══ СОХРАНЁННЫЕ СТРОКИ

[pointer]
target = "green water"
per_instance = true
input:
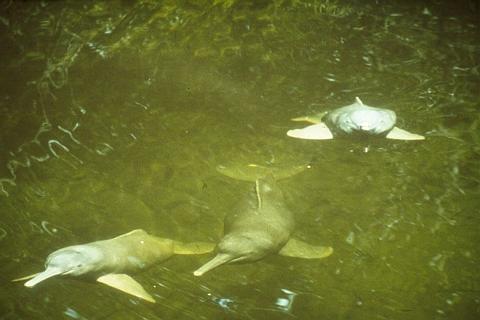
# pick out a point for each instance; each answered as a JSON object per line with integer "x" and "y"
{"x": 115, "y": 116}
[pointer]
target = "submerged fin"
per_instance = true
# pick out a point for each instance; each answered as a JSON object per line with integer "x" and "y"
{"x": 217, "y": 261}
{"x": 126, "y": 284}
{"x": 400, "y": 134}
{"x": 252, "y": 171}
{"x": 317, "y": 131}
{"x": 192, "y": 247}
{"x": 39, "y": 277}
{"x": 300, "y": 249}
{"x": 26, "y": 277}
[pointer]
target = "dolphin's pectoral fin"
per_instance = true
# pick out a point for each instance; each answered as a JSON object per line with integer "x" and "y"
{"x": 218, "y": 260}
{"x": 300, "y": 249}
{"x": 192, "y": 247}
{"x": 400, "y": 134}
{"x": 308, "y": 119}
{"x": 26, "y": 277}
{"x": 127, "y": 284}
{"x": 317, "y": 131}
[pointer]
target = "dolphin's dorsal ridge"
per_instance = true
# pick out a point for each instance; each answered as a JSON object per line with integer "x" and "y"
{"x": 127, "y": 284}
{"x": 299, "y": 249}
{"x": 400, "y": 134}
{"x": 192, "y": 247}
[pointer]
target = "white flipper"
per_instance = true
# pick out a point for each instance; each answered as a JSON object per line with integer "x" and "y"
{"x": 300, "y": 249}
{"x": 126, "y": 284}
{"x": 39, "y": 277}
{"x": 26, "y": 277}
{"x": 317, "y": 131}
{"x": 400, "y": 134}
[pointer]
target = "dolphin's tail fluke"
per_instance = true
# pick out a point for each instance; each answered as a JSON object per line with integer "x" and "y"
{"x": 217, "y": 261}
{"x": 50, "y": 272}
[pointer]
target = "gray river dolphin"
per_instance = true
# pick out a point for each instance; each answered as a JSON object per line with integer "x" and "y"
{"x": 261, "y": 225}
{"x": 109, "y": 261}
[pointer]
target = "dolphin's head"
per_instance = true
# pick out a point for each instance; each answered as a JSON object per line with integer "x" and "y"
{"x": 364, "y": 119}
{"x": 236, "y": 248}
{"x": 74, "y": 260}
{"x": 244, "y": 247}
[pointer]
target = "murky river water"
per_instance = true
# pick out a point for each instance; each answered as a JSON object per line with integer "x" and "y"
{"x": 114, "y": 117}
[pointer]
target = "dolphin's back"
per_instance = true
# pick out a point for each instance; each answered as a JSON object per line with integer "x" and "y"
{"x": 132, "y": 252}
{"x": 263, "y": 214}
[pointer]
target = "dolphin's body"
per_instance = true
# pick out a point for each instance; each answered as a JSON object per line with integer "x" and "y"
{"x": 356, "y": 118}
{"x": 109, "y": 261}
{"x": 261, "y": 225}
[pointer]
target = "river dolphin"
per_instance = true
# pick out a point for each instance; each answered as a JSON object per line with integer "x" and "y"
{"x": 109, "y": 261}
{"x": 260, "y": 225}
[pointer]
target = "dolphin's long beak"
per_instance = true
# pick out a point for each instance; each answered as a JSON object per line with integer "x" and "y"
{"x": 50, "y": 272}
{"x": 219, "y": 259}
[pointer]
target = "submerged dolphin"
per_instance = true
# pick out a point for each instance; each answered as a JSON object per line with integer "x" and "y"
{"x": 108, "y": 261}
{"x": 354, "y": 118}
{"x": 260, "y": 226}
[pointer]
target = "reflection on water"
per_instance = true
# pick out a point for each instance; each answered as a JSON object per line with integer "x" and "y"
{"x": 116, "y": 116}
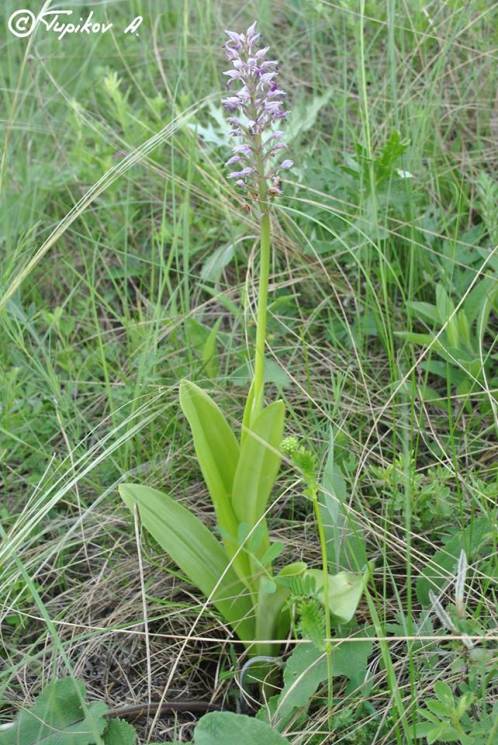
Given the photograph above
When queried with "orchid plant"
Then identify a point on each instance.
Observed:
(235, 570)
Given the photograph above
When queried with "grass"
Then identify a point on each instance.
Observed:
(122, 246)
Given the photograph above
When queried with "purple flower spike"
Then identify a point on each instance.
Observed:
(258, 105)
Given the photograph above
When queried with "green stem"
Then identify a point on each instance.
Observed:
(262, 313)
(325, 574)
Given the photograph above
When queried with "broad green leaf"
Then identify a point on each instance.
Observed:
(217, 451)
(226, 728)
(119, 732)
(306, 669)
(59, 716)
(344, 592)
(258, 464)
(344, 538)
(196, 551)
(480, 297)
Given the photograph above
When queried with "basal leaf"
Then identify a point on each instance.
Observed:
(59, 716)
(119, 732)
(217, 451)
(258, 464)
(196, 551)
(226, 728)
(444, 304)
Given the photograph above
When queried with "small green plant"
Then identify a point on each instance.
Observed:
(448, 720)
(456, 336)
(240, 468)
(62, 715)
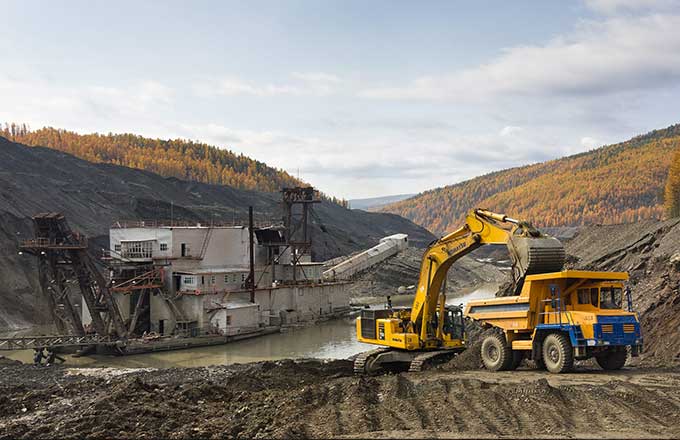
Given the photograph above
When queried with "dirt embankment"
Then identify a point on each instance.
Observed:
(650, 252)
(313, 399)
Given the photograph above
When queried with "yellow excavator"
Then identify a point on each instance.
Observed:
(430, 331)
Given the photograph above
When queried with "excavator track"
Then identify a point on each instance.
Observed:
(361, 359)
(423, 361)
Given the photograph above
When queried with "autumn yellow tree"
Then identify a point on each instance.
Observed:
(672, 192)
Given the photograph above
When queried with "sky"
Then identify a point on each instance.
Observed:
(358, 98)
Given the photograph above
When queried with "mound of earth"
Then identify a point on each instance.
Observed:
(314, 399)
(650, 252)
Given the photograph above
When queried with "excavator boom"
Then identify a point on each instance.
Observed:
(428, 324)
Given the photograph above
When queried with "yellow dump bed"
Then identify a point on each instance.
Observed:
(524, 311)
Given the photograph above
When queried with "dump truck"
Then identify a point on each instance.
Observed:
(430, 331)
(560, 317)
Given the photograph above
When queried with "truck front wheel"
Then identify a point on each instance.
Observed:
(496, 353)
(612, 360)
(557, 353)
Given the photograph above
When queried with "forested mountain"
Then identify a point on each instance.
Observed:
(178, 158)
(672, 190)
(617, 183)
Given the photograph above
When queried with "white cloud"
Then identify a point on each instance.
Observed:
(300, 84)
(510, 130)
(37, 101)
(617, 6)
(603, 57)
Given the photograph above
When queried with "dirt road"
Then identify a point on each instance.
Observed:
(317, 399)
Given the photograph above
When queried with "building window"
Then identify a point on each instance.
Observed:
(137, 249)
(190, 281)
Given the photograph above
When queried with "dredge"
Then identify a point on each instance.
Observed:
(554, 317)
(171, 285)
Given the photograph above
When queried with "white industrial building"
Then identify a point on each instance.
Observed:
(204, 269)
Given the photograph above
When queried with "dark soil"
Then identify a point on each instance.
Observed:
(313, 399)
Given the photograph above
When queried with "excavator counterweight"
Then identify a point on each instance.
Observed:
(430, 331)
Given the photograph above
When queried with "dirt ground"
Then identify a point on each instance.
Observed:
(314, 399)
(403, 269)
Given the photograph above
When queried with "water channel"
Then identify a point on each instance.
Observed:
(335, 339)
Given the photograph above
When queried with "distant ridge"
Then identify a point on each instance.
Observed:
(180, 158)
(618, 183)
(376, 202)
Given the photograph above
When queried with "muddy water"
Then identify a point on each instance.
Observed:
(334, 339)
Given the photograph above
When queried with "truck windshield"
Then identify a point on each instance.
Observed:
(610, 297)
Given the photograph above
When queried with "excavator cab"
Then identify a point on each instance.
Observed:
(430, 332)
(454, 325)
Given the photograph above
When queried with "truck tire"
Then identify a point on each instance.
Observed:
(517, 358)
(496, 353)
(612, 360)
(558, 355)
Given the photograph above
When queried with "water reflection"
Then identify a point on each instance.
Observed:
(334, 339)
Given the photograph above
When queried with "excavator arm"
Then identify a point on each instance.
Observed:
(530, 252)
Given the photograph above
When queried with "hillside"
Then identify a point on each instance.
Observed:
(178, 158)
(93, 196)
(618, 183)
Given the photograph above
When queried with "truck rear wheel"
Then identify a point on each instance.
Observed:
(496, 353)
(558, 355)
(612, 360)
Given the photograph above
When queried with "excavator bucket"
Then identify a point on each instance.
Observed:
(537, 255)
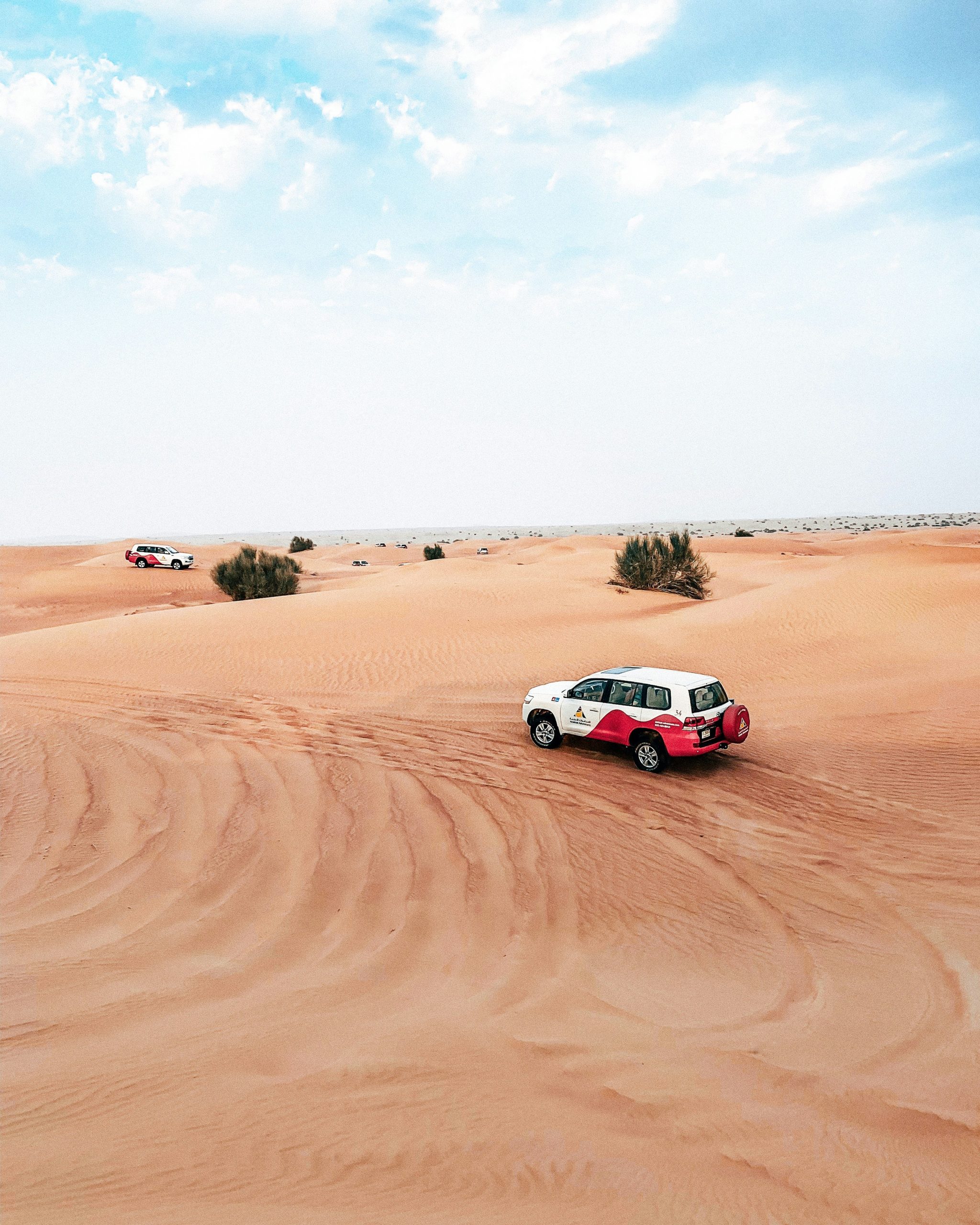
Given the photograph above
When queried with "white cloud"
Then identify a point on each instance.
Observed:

════

Выпишите все строки выше, в которых встречается слово «truck». Заглавные и строчные буквы различаются.

» ПИСЬМЕННЫЙ ОТВЕТ
When queried with "dump truck"
When queried with "truck front wheel"
When queried with "truck windshield"
When queried with "truck tire"
When queried with "truck rear wheel"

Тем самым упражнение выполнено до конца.